» EXERCISE
Reproduce the full article below about a blood pressure condition linked to dementia, word for word.

» SELECTED EXTRACT
Common blood pressure condition linked to dementia
It happens sometimes.
You stand up suddenly… and immediately regret it. The world spins and you know you’ve got to sit back down.
That can happen to any of us on occasion. But if it happens regularly, it’s a warning sign of something else – because a “head rush” or dizzy spell, especially shortly after standing, is an indication of a dangerous drop in blood pressure.
It’s called orthostatic hypotension, and new research finds that seniors who battle this condition face a 15 percent higher risk of all forms of dementia, including Alzheimer’s disease, over the long term.
That may not seem like a huge increase in risk.
But it’s certainly a lot higher than it should be – and that’s not the only problem linked to orthostatic hypotension.
It can lead to a fall, which can cause serious and painful injuries or leave you disabled. Those dips in blood pressure can even be a warning sign of serious heart problems, including heart failure, as well as stroke.
Those are risks you don’t want to face – and in most cases, they’re risks you don’t HAVE to face, because the #1 cause of this condition isn’t a problem inside your body.
It’s a problem in your medicine chest!
One of the top causes of orthostatic hypotension is medication, especially blood pressure medications that are working a little too well – bringing the levels down so low that they’re doing more harm than good.
This is a lot more common than you might realize.
A study earlier this year found that nearly 70 percent of seniors end up staying on BP drugs even AFTER they’ve gotten their BP under control so well that they no longer need medication.

Items stored in a collection
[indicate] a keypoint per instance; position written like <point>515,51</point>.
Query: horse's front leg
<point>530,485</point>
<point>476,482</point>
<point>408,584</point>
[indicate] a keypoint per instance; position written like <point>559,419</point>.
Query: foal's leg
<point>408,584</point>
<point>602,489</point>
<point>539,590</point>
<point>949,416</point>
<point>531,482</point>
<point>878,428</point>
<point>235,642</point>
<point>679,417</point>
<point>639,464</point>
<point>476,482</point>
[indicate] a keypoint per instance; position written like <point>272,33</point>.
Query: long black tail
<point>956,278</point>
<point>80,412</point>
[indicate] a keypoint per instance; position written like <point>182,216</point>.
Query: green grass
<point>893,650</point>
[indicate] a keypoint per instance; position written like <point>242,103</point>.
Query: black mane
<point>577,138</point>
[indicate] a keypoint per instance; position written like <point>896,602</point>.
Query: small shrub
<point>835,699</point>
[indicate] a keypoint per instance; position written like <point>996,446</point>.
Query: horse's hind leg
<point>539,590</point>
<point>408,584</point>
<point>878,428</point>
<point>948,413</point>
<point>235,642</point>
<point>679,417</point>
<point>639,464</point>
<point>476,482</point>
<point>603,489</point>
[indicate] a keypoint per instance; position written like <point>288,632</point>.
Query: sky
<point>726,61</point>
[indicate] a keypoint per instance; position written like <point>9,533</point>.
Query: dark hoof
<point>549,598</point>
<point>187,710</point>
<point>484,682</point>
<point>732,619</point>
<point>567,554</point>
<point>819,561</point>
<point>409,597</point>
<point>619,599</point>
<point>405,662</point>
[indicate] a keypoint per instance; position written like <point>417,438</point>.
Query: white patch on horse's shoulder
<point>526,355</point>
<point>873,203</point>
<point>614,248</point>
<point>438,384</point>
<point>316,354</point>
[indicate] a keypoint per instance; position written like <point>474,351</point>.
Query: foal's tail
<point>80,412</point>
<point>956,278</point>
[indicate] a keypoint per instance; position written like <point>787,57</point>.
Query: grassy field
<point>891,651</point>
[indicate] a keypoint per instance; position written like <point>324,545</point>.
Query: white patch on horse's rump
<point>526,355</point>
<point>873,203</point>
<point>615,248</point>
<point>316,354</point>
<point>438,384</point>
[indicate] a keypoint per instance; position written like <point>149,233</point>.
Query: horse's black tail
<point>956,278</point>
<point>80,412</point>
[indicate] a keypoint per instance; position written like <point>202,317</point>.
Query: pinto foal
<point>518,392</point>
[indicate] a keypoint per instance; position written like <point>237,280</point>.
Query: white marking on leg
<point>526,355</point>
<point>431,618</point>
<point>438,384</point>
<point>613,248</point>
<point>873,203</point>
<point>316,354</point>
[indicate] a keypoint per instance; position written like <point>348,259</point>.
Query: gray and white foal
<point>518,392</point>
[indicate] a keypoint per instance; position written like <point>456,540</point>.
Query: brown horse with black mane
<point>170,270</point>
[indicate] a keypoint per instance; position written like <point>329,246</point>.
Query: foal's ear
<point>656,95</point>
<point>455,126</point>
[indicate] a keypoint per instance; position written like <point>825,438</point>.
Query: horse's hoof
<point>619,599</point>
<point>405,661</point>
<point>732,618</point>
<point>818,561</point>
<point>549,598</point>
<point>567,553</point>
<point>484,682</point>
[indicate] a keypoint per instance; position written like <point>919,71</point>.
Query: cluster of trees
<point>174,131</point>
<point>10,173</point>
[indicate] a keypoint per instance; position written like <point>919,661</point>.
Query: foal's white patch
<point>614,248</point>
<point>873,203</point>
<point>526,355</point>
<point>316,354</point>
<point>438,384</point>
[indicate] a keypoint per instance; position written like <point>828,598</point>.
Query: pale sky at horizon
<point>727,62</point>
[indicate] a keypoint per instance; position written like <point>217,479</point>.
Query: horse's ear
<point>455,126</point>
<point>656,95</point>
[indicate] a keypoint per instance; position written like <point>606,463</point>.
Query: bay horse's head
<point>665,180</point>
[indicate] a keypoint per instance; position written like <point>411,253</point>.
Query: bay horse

» RESPONSE TO THE TASK
Common blood pressure condition linked to dementia
It happens sometimes.
You stand up suddenly… and immediately regret it. The world spins and you know you’ve got to sit back down.
That can happen to any of us on occasion. But if it happens regularly, it’s a warning sign of something else – because a “head rush” or dizzy spell, especially shortly after standing, is an indication of a dangerous drop in blood pressure.
It’s called orthostatic hypotension, and new research finds that seniors who battle this condition face a 15 percent higher risk of all forms of dementia, including Alzheimer’s disease, over the long term.
That may not seem like a huge increase in risk.
But it’s certainly a lot higher than it should be – and that’s not the only problem linked to orthostatic hypotension.
It can lead to a fall, which can cause serious and painful injuries or leave you disabled. Those dips in blood pressure can even be a warning sign of serious heart problems, including heart failure, as well as stroke.
Those are risks you don’t want to face – and in most cases, they’re risks you don’t HAVE to face, because the #1 cause of this condition isn’t a problem inside your body.
It’s a problem in your medicine chest!
One of the top causes of orthostatic hypotension is medication, especially blood pressure medications that are working a little too well – bringing the levels down so low that they’re doing more harm than good.
This is a lot more common than you might realize.
A study earlier this year found that nearly 70 percent of seniors end up staying on BP drugs even AFTER they’ve gotten their BP under control so well that they no longer need medication.